# [Text]
Step 3: Process Transfer Response and Generate Audit Logs
After the WebSocket acknowledgment, you must track latency, record success rates, and generate structured audit logs for operational compliance. The following code demonstrates a production-ready audit logger and metrics tracker that integrates with the transferor.
package transfer
import (
"encoding/json"
"fmt"
"os"
"path/filepath"
"sync"
"time"
"github.com/sirupsen/logrus"
)
type TransferAudit struct {
Timestamp time.Time `json:"timestamp"`
SessionID string `json:"session_id"`
TargetQueueID string `json:"target_queue_id"`
Reason string `json:"reason"`
Status string `json:"status"`
LatencyMs int64 `json:"latency_ms"`
ErrorCode string `json:"error_code,omitempty"`
}
type AuditLogger struct {
mu sync.Mutex
successCount int
failureCount int
file *os.File
}
func NewAuditLogger(logDir string) (*AuditLogger, error) {
if err := os.MkdirAll(logDir, 0755); err != nil {
return nil, fmt.Errorf("failed to create audit log directory: %w", err)

# [Direction A]
Answer these questions using the audit logging text:
(i) What three things must you do after the WebSocket acknowledgment?
(ii) Which JSON key is given for the LatencyMs field?
(iii) Which permission value is passed to os.MkdirAll?
The audit logging text has no connection to the records.

Excerpts from segmentation records
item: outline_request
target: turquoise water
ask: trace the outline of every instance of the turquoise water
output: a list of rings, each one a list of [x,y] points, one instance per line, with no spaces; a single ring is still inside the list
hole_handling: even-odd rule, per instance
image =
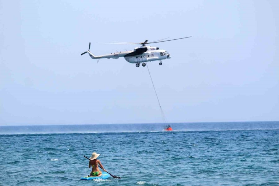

# [Direction B]
Rewrite all the records with "turquoise water" swapped for "shallow water" and everything else unchanged. Leave the pictures out.

# [Task solution A]
(i) Track latency, record success rates, and generate structured audit logs for operational compliance.
(ii) "latency_ms"
(iii) 0755

# [Task solution B]
item: outline_request
target: shallow water
ask: trace the outline of every instance of the shallow water
output: a list of rings, each one a list of [x,y] points, one instance per line, with no spaces; a single ring is still inside the list
hole_handling: even-odd rule, per instance
image =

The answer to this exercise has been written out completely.